Set task →
Copy the lines from the records word for word, starting at the line that contains "Localize armchair armrest." and ending at the line that contains "520;155;770;428", with both of those lines included.

Records provided →
======
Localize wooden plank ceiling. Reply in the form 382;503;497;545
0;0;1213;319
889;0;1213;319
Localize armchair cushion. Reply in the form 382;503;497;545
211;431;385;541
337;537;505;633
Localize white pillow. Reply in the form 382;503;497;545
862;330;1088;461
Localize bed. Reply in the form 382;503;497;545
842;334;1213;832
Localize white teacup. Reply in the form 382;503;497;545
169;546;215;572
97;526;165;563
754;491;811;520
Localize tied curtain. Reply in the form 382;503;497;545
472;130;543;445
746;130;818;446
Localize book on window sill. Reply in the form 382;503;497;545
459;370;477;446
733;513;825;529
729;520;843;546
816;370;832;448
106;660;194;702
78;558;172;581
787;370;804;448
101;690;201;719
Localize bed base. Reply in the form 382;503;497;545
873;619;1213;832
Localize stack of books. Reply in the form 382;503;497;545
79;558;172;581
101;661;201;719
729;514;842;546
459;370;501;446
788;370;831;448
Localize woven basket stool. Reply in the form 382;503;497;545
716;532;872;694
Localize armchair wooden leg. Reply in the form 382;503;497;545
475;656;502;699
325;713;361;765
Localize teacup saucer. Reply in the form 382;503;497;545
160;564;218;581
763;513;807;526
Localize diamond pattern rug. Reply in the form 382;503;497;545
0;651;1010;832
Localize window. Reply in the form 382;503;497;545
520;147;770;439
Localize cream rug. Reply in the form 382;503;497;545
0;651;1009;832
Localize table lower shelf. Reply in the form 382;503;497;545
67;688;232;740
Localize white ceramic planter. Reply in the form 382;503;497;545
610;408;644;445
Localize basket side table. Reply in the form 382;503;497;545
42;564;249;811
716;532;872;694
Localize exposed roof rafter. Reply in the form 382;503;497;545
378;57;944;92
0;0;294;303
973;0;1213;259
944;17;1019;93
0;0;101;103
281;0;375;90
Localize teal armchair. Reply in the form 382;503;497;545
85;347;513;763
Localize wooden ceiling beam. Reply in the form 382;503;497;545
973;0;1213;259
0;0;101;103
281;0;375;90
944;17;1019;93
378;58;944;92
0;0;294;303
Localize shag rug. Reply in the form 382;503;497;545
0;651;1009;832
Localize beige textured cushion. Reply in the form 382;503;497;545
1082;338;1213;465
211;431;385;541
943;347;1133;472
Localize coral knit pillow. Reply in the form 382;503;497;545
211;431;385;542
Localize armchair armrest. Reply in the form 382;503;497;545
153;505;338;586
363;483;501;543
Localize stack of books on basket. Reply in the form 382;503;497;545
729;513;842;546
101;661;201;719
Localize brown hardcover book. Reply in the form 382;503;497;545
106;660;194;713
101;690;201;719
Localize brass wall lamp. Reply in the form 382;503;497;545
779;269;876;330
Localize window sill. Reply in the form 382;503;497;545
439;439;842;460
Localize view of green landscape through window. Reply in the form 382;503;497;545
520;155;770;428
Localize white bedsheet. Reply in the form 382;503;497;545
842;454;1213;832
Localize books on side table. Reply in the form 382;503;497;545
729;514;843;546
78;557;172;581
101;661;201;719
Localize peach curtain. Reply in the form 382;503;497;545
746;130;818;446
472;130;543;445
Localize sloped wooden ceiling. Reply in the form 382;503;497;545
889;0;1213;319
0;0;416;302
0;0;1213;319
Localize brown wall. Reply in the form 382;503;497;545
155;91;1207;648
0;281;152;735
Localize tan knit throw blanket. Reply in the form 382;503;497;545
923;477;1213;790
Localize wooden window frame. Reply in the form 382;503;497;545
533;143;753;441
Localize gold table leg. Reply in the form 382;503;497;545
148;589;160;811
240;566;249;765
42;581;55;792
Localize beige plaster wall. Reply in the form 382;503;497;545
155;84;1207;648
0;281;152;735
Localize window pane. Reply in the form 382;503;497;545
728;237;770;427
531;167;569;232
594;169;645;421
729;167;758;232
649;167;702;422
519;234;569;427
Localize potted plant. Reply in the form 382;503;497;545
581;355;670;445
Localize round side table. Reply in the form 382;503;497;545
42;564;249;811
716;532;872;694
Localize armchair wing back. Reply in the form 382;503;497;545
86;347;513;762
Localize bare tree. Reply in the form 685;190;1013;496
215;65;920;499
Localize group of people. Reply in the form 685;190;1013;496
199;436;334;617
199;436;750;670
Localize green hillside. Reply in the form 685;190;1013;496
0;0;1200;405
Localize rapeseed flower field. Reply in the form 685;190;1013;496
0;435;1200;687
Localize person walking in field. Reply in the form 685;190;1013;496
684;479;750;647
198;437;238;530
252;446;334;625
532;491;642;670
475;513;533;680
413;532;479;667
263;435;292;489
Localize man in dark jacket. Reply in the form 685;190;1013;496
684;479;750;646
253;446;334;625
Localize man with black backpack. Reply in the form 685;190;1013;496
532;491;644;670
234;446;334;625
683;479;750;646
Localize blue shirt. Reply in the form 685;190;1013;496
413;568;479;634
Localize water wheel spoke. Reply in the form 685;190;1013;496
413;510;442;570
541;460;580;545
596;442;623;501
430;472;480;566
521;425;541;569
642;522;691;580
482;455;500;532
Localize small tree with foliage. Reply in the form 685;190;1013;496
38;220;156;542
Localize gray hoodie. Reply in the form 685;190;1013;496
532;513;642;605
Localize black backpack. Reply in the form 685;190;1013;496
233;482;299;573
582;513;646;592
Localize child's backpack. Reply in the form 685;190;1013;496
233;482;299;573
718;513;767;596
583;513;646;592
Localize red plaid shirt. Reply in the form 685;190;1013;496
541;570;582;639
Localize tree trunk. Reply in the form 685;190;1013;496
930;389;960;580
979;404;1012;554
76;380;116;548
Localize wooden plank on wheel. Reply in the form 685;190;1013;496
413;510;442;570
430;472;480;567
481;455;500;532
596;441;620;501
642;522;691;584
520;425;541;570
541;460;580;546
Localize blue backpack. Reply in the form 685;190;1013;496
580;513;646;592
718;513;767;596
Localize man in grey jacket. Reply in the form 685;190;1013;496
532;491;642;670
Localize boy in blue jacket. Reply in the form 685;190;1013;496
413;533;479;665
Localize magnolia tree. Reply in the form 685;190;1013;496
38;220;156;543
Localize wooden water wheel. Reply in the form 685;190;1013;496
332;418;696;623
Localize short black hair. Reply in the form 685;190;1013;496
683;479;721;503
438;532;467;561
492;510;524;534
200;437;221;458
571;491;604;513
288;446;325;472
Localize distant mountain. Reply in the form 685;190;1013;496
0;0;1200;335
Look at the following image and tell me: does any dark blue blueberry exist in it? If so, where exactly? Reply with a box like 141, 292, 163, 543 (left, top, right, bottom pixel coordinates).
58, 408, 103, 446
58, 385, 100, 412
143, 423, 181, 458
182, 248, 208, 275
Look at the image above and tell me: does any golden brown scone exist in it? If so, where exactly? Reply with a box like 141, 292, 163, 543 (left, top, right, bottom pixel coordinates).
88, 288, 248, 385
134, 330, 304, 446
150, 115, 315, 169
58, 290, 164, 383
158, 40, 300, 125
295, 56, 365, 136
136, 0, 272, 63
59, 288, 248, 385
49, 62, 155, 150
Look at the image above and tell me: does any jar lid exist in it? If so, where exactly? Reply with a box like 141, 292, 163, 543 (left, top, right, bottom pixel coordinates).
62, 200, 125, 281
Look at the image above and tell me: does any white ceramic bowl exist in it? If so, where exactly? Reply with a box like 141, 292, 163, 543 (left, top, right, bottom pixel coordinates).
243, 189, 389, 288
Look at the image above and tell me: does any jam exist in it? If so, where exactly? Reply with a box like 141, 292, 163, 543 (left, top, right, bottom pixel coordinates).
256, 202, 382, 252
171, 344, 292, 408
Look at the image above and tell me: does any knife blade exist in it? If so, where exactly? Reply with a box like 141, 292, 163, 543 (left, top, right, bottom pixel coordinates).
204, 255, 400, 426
======
Result for this task →
Localize armchair armrest. Reply in the form 382;503;497;545
153;505;338;586
363;483;501;543
Localize stack of books on basket. Reply in the form 382;503;497;545
729;513;842;546
101;661;201;719
Localize brown hardcover book. Reply in the form 382;503;497;545
106;660;194;713
101;690;201;719
Localize brass wall lamp. Reply in the form 382;503;497;545
779;269;876;330
Localize window sill. Reply in the form 382;503;497;545
439;439;842;460
Localize view of green landscape through window. Reply in the form 382;503;497;545
520;155;770;428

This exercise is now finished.